PAGE EXCERPT>
>> begin
Partly because it is taking 160-370 days, on average, to complete standard background investigations for a security clearance, depending on type of clearance, the GAO reported there was a backlog of approximately 232,000 applications as of June 2005. New opportunities for supply and services contracts provided by secure employees has caused an increase in clearance requests where the proportionate increase in top secret clearances (requiring more time and effort to process) have contributed to the long delays and heavy backlog. Other contributing factors that have created a kind of “perfect storm” for the backlog are lack of full reciprocity (acceptance of security clearances granted by another agency), a shortage of personnel to handle the required investigations and adjudications processes and dramatic increases of information covered by the security classification system that increases the number of government and contractor personnel who must obtain clearances. These circumstances prompted the GAO to designate DOD’s security clearance programs as a “high-risk” area as of Jaunuary 2005.

The Applications Process

DOD and the Office of Personnel Management (OPM) generally rely on a personnel security clearance process that includes five stages: pre-investigation, investigation, adjudication, appeals and reinvestigation. In the pre-investigation stage, if a government agency determines that a position requires federal employees or contractor personnel to have access to classified information, the agency or contractor must submit the individuals’ personnel security questionnaire (the “application”) for review by OPM.
>> end
PROBLEMS TO SOLVE>
A - Transcribe the security clearance passage from "DOD and the" through "review by OPM.".
B - State whether each statement agrees with the security clearance passage, answering yes or no and quoting the words that decide it: (i) The GAO reported a backlog of roughly 232,000 applications as of June 2005. (ii) The personnel security clearance process used by DOD and OPM has four stages. (iii) Acceptance of security clearances granted by another agency is described as fully reciprocal.
C - According to the security clearance passage, what did the GAO designate as a "high-risk" area?
The items that come after the security clearance passage have no connection to it.

DATA SUPPLIED>
>> begin
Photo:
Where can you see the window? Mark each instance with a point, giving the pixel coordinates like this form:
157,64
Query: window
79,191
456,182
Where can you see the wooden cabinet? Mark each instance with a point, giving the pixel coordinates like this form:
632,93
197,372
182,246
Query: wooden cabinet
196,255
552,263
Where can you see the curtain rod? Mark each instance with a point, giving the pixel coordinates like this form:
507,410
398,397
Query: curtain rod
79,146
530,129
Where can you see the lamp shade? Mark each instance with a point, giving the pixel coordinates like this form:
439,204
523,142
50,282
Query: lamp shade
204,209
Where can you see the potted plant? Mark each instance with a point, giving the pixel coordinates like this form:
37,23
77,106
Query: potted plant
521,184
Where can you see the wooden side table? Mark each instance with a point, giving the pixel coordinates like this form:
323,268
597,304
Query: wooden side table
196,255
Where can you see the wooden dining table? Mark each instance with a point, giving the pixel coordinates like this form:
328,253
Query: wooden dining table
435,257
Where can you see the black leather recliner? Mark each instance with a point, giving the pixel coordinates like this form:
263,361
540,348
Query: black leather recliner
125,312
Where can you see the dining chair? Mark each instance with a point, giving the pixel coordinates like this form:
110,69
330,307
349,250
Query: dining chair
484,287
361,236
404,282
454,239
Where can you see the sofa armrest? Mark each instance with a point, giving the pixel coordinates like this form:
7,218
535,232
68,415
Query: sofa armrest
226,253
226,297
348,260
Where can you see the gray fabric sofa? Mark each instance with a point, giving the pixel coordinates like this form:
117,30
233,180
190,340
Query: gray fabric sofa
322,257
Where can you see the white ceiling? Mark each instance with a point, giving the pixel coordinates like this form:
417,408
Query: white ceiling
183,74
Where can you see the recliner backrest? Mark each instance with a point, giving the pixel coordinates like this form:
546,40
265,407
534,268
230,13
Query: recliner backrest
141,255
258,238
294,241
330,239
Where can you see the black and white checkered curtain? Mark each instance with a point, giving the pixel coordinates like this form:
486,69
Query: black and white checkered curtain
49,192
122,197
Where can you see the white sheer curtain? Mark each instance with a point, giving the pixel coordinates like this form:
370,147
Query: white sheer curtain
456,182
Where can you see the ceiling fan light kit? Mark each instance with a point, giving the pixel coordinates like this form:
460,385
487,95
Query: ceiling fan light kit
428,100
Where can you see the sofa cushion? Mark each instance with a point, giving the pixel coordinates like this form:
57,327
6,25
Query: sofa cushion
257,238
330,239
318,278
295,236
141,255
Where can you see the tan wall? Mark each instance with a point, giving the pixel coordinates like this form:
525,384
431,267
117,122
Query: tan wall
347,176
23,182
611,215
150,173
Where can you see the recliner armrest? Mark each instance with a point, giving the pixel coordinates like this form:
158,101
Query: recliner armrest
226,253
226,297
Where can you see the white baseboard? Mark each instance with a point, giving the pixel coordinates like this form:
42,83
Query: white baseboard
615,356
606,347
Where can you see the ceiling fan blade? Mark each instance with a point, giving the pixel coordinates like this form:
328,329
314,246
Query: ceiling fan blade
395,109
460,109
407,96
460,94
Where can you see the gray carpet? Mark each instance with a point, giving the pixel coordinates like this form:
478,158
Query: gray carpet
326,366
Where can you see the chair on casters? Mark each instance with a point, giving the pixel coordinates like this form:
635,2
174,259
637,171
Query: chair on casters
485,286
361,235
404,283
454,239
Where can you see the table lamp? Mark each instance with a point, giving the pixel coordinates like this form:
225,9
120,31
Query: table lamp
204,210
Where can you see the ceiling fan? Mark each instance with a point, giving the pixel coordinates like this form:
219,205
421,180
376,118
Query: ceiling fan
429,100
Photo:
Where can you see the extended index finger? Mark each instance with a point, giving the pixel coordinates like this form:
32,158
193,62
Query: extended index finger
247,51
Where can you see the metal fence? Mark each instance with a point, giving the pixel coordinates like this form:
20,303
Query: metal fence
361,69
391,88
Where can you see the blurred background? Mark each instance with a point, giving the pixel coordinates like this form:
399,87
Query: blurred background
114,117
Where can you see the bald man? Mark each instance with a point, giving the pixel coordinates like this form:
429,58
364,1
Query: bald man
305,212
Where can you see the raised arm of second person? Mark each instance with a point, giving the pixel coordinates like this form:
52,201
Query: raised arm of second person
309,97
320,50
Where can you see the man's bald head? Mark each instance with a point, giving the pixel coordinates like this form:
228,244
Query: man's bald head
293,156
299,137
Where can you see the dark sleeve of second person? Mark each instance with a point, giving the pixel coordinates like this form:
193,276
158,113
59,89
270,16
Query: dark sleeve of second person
>> end
ANSWERS TO THE TASKS>
A -
DOD and the Office of Personnel Management (OPM) generally rely on a personnel security clearance process that includes five stages: pre-investigation, investigation, adjudication, appeals and reinvestigation. In the pre-investigation stage, if a government agency determines that a position requires federal employees or contractor personnel to have access to classified information, the agency or contractor must submit the individuals’ personnel security questionnaire (the “application”) for review by OPM.

B -
(i) Yes: "the GAO reported there was a backlog of approximately 232,000 applications as of June 2005."
(ii) No: "a personnel security clearance process that includes five stages: pre-investigation, investigation, adjudication, appeals and reinvestigation."
(iii) No: "lack of full reciprocity (acceptance of security clearances granted by another agency)."

C - DOD's security clearance programs.